小练习 A: 请抄写下面拓扑排序节选中的一段,从“sources.add(entry.getKey());”开始,一直抄到“(inDegree.get(child) == 0)”。

拓扑排序
拓扑排序
题目
有向图(具有单向边的图)的拓扑排序是其顶点的线性排序,这样对于从顶点U到顶点V的每一条有向边(U, V),在排序中U排在V之前。给出一个有向图,求其顶点的拓扑顺序。
示例1:
输入:Vertices=4, Edges=[3,2], [3,0], [2,0], [2,1]
输出:3,2,0,1 和 3,2,1,0
解答
import java.util.*;
class TopologicalSort {
public static List<Integer> sort(int vertices, int[][] edges) {
List<Integer> sortedOrder = new ArrayList<>();
if (vertices <= 0)
return sortedOrder;
// a. 初始化图
HashMap<Integer, Integer> inDegree = new HashMap<>(); // 计算每个节点的入度
HashMap<Integer, List<Integer>> graph = new HashMap<>(); // 邻接链表图
for (int i = 0; i < vertices; i++) {
inDegree.put(i, 0);
graph.put(i, new ArrayList<Integer>());
}
// b. 构建图
for (int i = 0; i < edges.length; i++) {
int parent = edges[i][0], child = edges[i][1];
graph.get(parent).add(child); // 将孩子添加到父结点的list中
inDegree.put(child, inDegree.get(child) + 1); // 增加孩子的入度
}
// c. 找到所有的源节点,源节点入度为0
Queue<Integer> sources = new LinkedList<>();
for (Map.Entry<Integer, Integer> entry : inDegree.entrySet()) {
if (entry.getValue() == 0)
sources.add(entry.getKey());
}
// d. 对于每一个源节点,添加它到已排序list中,同时将它的所有孩子节点入度减一
// 如果一个孩子节点的入度变成1,添加它到源队列中
while (!sources.isEmpty()) {
int vertex = sources.poll();
sortedOrder.add(vertex);
List<Integer> children = graph.get(vertex); // 获取该节点的子节点,并将入度减1
for (int child : children) {
inDegree.put(child, inDegree.get(child) - 1);
if (inDegree.get(child) == 0)

小练习 B: 请从下面的行里挑出所有含有字符串“white”的行,逐行照抄出来。

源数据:
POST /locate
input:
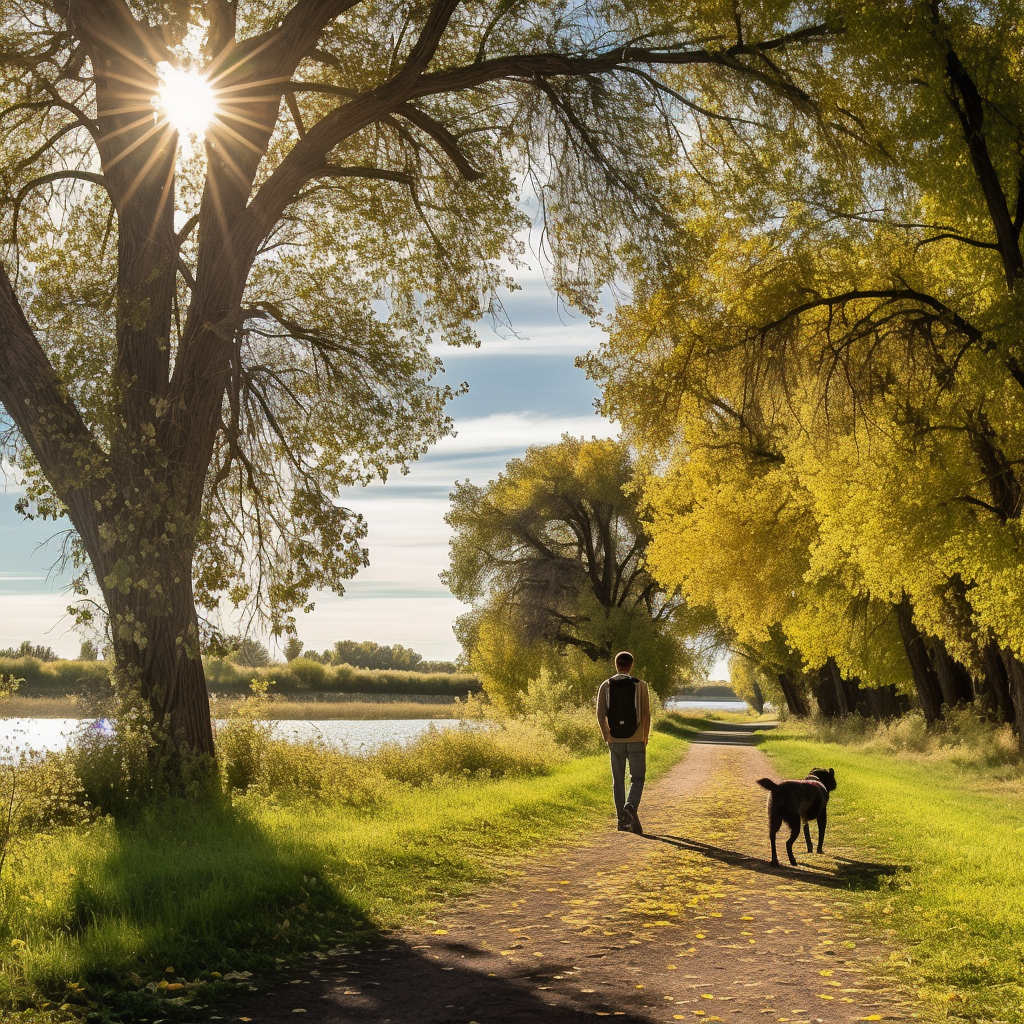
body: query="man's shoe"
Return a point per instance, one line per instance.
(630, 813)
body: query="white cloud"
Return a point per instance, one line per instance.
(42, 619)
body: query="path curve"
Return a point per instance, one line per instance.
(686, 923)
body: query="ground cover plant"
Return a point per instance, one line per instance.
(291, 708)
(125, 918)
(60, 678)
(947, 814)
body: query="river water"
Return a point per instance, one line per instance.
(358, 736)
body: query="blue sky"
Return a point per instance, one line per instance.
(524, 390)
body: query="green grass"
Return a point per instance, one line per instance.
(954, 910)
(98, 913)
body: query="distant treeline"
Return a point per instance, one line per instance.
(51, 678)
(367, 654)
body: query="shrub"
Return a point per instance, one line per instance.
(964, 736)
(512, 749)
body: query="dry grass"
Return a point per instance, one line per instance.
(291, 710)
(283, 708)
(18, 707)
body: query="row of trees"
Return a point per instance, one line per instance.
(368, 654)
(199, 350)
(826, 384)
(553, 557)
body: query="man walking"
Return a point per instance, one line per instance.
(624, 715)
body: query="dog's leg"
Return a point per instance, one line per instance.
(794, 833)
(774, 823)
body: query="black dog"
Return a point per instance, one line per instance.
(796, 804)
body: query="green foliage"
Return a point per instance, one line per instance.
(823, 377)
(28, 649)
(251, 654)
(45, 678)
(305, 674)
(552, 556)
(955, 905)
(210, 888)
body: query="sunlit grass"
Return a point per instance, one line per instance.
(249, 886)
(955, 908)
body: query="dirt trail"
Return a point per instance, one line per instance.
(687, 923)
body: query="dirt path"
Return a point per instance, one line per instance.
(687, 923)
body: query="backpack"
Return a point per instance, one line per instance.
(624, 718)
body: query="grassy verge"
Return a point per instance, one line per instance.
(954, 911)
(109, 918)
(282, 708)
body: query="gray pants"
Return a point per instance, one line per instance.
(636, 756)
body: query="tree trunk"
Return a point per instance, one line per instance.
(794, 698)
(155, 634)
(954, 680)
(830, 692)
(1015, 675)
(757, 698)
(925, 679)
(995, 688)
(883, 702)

---

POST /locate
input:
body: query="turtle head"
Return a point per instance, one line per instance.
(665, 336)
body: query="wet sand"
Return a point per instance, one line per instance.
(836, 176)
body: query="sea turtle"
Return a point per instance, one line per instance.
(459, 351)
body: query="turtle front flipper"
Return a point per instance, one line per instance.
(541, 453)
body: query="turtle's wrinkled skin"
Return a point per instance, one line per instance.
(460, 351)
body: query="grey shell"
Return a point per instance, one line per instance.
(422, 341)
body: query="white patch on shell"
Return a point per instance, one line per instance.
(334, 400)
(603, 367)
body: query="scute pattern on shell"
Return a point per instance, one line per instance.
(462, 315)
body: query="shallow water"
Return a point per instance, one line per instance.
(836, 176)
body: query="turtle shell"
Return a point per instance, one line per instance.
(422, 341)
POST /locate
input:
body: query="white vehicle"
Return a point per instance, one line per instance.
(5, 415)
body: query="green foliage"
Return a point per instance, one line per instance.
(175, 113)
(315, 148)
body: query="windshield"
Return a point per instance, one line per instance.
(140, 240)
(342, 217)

作答 A:
sources.add(entry.getKey());
}
// d. 对于每一个源节点,添加它到已排序list中,同时将它的所有孩子节点入度减一
// 如果一个孩子节点的入度变成1,添加它到源队列中
while (!sources.isEmpty()) {
int vertex = sources.poll();
sortedOrder.add(vertex);
List<Integer> children = graph.get(vertex); // 获取该节点的子节点,并将入度减1
for (int child : children) {
inDegree.put(child, inDegree.get(child) - 1);
if (inDegree.get(child) == 0)

作答 B:
body: query="white cloud"
body: query="white patch on shell"
body: query="white vehicle"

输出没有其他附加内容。